* [WORK TO COMPLETE]
Go through the data below and return each line where the string "instance" appears.

* [RECORDS PROVIDED]
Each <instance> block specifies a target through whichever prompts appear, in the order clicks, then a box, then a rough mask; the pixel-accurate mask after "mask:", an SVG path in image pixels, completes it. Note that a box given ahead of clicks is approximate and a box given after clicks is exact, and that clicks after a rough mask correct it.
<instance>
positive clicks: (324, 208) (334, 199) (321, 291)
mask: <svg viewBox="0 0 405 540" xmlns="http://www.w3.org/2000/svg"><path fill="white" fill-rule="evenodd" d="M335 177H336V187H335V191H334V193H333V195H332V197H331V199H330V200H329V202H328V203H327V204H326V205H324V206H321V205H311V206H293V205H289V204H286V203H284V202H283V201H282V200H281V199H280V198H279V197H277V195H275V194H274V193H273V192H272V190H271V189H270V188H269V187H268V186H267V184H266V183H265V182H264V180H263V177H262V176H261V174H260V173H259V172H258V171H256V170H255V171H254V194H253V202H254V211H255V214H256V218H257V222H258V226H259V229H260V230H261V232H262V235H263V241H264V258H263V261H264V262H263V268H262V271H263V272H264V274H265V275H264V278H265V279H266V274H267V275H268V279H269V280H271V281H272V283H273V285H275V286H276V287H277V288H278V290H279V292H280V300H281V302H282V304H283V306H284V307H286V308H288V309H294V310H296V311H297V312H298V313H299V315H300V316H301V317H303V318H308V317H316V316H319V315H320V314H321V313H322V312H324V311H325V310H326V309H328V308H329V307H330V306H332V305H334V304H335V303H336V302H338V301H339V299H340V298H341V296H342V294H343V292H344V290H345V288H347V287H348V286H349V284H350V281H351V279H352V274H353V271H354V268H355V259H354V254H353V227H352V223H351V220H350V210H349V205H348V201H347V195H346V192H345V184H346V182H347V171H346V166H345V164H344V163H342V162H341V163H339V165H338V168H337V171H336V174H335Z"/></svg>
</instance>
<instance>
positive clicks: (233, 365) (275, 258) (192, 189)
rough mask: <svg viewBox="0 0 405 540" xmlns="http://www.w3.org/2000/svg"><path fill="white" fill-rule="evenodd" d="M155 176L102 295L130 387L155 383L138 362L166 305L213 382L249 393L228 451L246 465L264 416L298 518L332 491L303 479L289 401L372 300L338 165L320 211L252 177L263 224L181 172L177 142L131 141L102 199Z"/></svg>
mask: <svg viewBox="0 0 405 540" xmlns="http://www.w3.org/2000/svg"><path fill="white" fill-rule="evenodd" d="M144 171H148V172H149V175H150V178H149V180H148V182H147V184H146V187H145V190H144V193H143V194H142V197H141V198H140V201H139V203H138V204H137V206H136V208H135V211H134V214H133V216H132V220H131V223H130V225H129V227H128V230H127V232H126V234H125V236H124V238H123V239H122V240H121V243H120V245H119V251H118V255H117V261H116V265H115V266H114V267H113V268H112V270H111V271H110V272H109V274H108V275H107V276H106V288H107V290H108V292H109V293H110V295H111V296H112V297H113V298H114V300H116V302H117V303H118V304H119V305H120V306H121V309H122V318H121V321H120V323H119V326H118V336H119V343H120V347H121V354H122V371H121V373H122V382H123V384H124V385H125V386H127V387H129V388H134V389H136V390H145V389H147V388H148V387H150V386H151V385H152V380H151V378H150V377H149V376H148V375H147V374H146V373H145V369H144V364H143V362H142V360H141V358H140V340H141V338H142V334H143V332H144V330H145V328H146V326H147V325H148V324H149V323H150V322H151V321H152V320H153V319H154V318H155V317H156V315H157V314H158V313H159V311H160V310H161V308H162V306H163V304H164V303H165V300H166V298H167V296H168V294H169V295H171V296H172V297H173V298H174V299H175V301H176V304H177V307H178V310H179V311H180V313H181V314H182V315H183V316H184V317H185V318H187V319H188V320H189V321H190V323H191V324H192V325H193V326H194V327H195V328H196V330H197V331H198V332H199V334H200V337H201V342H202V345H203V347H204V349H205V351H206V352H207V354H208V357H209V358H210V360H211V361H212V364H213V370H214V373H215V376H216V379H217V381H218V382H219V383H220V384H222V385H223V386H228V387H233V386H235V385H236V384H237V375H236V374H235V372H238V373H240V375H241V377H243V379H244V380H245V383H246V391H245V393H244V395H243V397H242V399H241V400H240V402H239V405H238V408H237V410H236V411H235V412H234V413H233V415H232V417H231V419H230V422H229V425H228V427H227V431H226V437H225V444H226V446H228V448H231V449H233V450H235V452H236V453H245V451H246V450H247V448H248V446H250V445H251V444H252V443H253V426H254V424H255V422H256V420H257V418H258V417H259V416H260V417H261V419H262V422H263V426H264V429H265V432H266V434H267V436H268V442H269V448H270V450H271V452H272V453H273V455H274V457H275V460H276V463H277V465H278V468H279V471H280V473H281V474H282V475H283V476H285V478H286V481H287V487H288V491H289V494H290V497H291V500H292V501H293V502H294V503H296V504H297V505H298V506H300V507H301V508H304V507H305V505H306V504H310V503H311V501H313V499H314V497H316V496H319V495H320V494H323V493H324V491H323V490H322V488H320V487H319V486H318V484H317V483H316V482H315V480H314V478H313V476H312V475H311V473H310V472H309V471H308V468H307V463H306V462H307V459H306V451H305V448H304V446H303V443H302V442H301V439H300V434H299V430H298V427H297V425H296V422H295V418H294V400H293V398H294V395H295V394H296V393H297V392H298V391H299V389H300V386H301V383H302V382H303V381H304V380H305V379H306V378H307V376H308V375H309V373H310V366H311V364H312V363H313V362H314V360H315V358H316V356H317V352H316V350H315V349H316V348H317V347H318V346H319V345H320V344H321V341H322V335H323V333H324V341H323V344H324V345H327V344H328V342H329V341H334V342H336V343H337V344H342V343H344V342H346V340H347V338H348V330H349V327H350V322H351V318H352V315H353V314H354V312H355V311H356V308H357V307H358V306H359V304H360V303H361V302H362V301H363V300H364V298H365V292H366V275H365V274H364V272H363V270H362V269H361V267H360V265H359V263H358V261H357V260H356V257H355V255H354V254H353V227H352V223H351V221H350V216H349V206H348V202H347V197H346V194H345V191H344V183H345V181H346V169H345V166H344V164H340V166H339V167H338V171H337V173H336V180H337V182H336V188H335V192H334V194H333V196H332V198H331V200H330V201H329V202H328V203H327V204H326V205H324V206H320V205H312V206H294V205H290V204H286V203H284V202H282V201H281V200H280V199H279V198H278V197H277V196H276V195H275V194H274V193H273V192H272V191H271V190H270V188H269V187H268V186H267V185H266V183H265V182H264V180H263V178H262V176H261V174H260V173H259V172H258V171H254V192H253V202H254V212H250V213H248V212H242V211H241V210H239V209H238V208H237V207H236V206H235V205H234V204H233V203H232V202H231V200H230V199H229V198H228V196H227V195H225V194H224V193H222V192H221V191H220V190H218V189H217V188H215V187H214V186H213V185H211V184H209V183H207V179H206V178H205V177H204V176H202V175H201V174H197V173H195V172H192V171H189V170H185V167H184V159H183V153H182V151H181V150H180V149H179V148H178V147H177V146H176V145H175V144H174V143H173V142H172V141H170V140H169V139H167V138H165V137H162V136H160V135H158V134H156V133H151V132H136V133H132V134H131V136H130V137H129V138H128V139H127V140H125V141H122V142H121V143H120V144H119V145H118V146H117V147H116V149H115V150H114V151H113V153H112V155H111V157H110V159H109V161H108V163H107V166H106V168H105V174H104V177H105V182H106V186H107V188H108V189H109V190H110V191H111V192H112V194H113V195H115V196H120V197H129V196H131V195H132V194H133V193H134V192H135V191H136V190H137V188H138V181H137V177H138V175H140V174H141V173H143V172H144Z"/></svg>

* [OUTPUT FOR THIS EXERCISE]
Each <instance> block specifies a target through whichever prompts appear, in the order clicks, then a box, then a rough mask; the pixel-accurate mask after "mask:", an SVG path in image pixels, completes it. Note that a box given ahead of clicks is approximate and a box given after clicks is exact, and that clicks after a rough mask correct it.
<instance>
</instance>
<instance>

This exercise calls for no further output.